EXERCISE DIRECTIONS:
Take the data that follows and retype it word for word.

'''

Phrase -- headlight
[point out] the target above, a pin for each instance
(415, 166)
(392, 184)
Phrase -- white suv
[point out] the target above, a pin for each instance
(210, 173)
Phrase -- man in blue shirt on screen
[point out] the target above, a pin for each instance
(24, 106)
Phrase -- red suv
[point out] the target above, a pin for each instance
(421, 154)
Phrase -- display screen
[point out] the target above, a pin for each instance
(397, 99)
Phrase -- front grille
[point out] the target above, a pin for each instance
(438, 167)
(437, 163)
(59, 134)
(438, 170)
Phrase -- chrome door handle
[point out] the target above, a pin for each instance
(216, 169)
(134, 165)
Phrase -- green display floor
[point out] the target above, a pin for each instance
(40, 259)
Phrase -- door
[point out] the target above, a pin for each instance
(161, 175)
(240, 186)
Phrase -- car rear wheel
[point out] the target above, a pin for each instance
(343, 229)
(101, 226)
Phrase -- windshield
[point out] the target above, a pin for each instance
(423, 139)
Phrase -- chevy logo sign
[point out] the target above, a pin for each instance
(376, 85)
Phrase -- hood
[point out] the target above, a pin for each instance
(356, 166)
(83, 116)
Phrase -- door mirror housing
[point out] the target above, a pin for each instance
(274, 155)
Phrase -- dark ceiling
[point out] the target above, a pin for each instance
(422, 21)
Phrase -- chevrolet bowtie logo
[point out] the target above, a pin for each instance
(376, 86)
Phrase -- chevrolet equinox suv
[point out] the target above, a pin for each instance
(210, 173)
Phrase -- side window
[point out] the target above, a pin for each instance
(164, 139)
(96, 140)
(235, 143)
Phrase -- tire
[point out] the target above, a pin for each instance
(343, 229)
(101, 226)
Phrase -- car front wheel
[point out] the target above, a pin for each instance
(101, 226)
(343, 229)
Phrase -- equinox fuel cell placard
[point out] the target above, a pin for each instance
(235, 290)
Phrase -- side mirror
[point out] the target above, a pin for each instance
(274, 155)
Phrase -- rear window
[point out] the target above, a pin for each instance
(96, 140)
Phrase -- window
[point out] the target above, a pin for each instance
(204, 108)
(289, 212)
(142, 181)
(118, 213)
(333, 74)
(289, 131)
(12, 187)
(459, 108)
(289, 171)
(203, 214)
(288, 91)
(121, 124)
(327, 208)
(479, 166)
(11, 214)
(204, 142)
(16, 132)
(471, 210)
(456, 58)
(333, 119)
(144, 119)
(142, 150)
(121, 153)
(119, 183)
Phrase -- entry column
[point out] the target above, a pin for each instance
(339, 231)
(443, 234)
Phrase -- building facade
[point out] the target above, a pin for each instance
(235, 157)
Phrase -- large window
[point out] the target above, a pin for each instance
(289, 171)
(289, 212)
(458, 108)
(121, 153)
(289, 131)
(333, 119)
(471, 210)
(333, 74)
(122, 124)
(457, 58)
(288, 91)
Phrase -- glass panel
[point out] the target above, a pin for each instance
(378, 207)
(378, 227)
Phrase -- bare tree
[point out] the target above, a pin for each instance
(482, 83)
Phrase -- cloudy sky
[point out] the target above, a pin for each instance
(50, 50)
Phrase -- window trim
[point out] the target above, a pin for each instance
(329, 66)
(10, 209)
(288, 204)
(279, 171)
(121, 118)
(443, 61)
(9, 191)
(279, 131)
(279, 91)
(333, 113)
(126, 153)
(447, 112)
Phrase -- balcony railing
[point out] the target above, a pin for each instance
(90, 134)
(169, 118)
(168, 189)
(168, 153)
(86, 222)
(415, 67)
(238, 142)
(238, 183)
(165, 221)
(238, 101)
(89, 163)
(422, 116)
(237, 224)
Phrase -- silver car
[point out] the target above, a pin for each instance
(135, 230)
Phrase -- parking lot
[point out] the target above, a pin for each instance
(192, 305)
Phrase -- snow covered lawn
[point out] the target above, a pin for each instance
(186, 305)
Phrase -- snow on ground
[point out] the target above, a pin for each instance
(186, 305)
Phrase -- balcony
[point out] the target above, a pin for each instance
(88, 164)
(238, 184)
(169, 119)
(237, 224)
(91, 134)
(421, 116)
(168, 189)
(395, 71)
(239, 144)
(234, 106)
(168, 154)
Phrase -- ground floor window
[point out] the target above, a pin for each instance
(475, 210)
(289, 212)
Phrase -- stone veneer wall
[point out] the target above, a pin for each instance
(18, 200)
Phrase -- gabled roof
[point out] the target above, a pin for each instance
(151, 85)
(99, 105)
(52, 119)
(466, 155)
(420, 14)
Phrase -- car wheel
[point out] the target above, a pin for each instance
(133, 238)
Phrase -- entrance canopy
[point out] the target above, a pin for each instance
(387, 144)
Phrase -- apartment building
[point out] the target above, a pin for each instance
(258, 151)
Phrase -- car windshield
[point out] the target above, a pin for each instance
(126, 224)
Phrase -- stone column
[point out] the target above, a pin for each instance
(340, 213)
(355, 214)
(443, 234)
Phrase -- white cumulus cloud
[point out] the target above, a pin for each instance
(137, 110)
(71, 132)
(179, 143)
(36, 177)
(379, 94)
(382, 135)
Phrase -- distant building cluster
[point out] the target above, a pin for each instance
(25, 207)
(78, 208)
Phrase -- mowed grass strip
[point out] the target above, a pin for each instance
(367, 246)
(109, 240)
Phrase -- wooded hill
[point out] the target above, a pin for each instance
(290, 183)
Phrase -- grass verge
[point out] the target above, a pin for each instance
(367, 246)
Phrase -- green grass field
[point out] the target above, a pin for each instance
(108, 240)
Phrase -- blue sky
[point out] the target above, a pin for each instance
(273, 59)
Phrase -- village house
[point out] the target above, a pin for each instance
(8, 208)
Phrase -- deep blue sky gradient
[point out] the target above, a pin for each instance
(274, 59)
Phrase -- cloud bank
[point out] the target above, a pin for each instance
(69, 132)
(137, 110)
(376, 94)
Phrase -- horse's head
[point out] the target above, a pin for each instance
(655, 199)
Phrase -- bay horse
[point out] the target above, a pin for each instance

'''

REPLY TO THE EXERCISE:
Phrase -- headlight
[point out] the target above, a pin for each instance
(415, 166)
(392, 184)
Phrase -- white suv
[point out] the target above, a pin for each instance
(210, 173)
Phrase -- man in blue shirt on screen
[point out] the target above, a pin for each instance
(24, 106)
Phrase -- red suv
[point out] the target above, a pin for each instance
(421, 154)
Phrase -- display screen
[point out] the target above, a pin for each instance
(397, 99)
Phrase -- front grille
[point out] the target above, a pin for each instance
(438, 167)
(437, 163)
(59, 134)
(438, 170)
Phrase -- chrome door handle
[point out] the target above, a pin for each instance
(216, 169)
(134, 165)
Phrase -- green display floor
[point out] the target above, a pin for each instance
(40, 259)
Phrase -- door
[point out] the target above, a pin for each instance
(161, 175)
(240, 186)
Phrase -- car rear wheel
[point out] the target above, a pin for each instance
(343, 229)
(101, 226)
Phrase -- windshield
[point out] the target above, a pin for each instance
(423, 139)
Phrase -- chevy logo sign
[point out] the target above, a pin for each instance
(376, 85)
Phrase -- hood
[point out] the target above, a pin for each instance
(356, 166)
(83, 116)
Phrase -- door mirror housing
[point out] the target above, a pin for each instance
(274, 155)
Phrase -- dark ceiling
[point out] the target above, a pin for each instance
(422, 21)
Phrase -- chevrolet bowtie logo
[point out] the target above, a pin for each instance
(376, 86)
Phrase -- chevrolet equinox suv
[point out] the target above, a pin for each instance
(210, 173)
Phrase -- side window
[point out] the target above, a pin for each instance
(164, 139)
(96, 140)
(235, 143)
Phrase -- tire
[point out] the target above, a pin for each instance
(343, 229)
(101, 226)
Phrase -- car front wheel
[point out] the target above, a pin for each instance
(101, 226)
(343, 229)
Phrase -- equinox fuel cell placard
[point out] the target above, a pin for each instance
(235, 290)
Phrase -- side mirror
[point out] the target above, a pin for each instance
(274, 155)
Phrase -- rear window
[point out] the target above, a pin for each instance
(96, 140)
Phrase -- window
[point out] the target above, a pin for each instance
(204, 108)
(289, 212)
(142, 181)
(118, 213)
(333, 74)
(289, 131)
(12, 187)
(459, 108)
(289, 171)
(203, 214)
(288, 91)
(121, 124)
(327, 208)
(479, 166)
(11, 214)
(204, 142)
(16, 132)
(471, 210)
(456, 58)
(333, 119)
(144, 119)
(142, 150)
(121, 153)
(119, 183)
Phrase -- entry column
[point out] the target above, a pin for each instance
(339, 231)
(443, 234)
Phrase -- building facade
[point out] the target above, a pin for each instance
(235, 157)
Phrase -- large window
[point out] the target above, a pin for each instance
(289, 171)
(289, 212)
(458, 108)
(121, 153)
(289, 131)
(333, 119)
(471, 210)
(333, 74)
(122, 124)
(457, 58)
(288, 91)
Phrase -- glass panel
[point out] the target above, a pin for each instance
(378, 207)
(378, 227)
Phrase -- bare tree
[point out] the target above, a pin for each instance
(482, 83)
Phrase -- cloudy sky
[point out] the target above, a pin for each instance
(50, 50)
Phrase -- window trim
[point out] the target above, a pin for each instance
(329, 66)
(10, 209)
(288, 204)
(279, 171)
(121, 118)
(443, 61)
(9, 191)
(279, 131)
(279, 91)
(333, 113)
(126, 153)
(447, 112)
Phrase -- balcony railing
[point out] the target above, a pin for each instance
(90, 134)
(169, 118)
(168, 189)
(168, 153)
(86, 222)
(415, 67)
(238, 142)
(238, 183)
(165, 221)
(238, 101)
(89, 163)
(422, 116)
(237, 224)
Phrase -- silver car
[point out] the target above, a pin for each instance
(135, 230)
Phrase -- parking lot
[point out] the target above, a pin for each instance
(192, 305)
Phrase -- snow covered lawn
[point out] the target above, a pin for each instance
(186, 305)
Phrase -- snow on ground
[point out] the target above, a pin for each instance
(186, 305)
Phrase -- balcony
[point out] the target above, a pin for each instance
(88, 164)
(238, 184)
(169, 119)
(237, 224)
(91, 134)
(421, 116)
(168, 189)
(395, 71)
(239, 144)
(234, 106)
(168, 154)
Phrase -- ground floor window
[point out] the target above, a pin for each instance
(475, 210)
(289, 212)
Phrase -- stone veneer wall
[point out] the target above, a pin for each instance
(18, 200)
Phrase -- gabled roof
[point out] the target above, a pin for each instance
(151, 85)
(99, 105)
(52, 119)
(466, 155)
(420, 14)
Phrase -- car wheel
[point out] the target above, a pin for each instance
(133, 238)
Phrase -- entrance canopy
[point out] the target above, a pin for each instance
(387, 144)
Phrase -- apartment building
[point out] the target above, a pin for each instance
(258, 151)
Phrase -- car windshield
[point out] the target above, a pin for each instance
(126, 224)
Phrase -- stone column
[point out] the target above, a pin for each instance
(340, 213)
(355, 214)
(443, 234)
Phrase -- white cumulus cloud
[point out] the target above, a pin for each instance
(137, 110)
(71, 132)
(179, 143)
(36, 177)
(379, 94)
(382, 135)
Phrase -- distant building cluster
[point out] the target above, a pin for each instance
(25, 207)
(78, 208)
Phrase -- mowed grass strip
[point out] the target above, a pin for each instance
(367, 246)
(109, 240)
Phrase -- wooded hill
[point out] the target above, a pin for each instance
(290, 183)
Phrase -- grass verge
[point out] the target above, a pin for each instance
(367, 246)
Phrase -- green grass field
[point out] the target above, a pin for each instance
(108, 240)
Phrase -- blue sky
[point out] the target above, a pin for each instance
(273, 59)
Phrase -- village house
[point out] the target above, a pin for each instance
(8, 208)
Phrase -- deep blue sky gradient
[point out] the target above, a pin for each instance
(274, 59)
Phrase -- cloud bank
[point out] the target above, a pin for each instance
(69, 132)
(137, 110)
(376, 94)
Phrase -- horse's head
[point out] the target above, a pin for each instance
(655, 199)
Phrase -- bay horse
[point out] the target above, a pin for each instance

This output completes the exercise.